▶

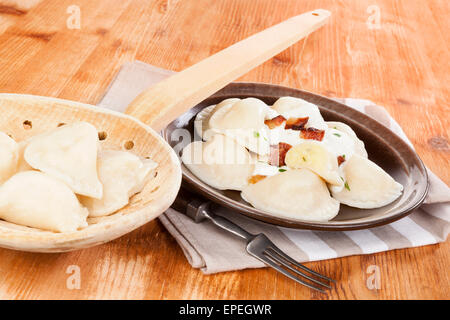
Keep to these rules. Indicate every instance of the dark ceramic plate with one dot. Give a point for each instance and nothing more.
(383, 146)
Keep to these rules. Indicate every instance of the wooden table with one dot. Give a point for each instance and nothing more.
(400, 63)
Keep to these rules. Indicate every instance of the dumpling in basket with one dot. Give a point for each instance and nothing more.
(122, 174)
(366, 185)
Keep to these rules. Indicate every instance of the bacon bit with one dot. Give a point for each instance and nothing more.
(256, 178)
(278, 154)
(312, 133)
(341, 160)
(296, 123)
(275, 122)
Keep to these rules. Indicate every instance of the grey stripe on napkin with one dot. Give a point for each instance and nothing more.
(214, 250)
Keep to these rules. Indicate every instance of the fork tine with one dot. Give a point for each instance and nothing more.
(270, 262)
(298, 265)
(284, 264)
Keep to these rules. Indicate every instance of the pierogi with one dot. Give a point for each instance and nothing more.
(9, 157)
(282, 143)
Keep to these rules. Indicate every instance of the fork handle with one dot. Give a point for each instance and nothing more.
(200, 210)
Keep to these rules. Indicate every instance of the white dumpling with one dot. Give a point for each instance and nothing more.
(242, 121)
(68, 153)
(358, 144)
(9, 156)
(37, 200)
(314, 156)
(201, 123)
(296, 194)
(290, 107)
(220, 162)
(122, 175)
(366, 185)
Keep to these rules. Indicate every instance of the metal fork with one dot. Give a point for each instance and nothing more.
(259, 246)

◀

Requisitos: Substitua "Indicate" por "Mark" em toda a listagem acima, mantendo todo o resto inalterado. Reproduza a listagem sem as imagens.

Resultado do exercício:
Keep to these rules. Mark every instance of the dark ceramic plate with one dot. Give a point for each instance and nothing more.
(383, 146)
Keep to these rules. Mark every instance of the wooden table with one dot. Give a point for each instance and nothing more.
(400, 63)
Keep to these rules. Mark every instance of the dumpling in basket with one dot. Give a point for each instance and nothing more.
(122, 174)
(366, 185)
Keep to these rules. Mark every instance of the bacon bit with one dot. Give a point for each instance and nothing more.
(256, 178)
(278, 154)
(312, 133)
(341, 160)
(296, 123)
(275, 122)
Keep to these rules. Mark every instance of the grey stripe on napkin with one dot. Give a point for each instance and nothing more.
(214, 250)
Keep to these rules. Mark every instance of the fork tine with one dot. Give a point for each instance and nothing more.
(270, 262)
(298, 265)
(284, 264)
Keep to these rules. Mark every instance of the pierogi with one dot. Give a point for each instance and nothing more.
(9, 157)
(282, 143)
Keep to these rules. Mark every instance of the fork handle with one dot. Give a point for each instance and nothing more.
(200, 210)
Keep to these rules. Mark every instance of the white dumpling with one dot. Give a point for each instance and nothing more.
(242, 121)
(68, 153)
(358, 144)
(9, 156)
(37, 200)
(314, 156)
(201, 123)
(296, 194)
(290, 107)
(220, 162)
(122, 175)
(366, 185)
Keep to these rules. Mark every instance of the metal fork with one dot. Give a point for each instance and nothing more.
(259, 246)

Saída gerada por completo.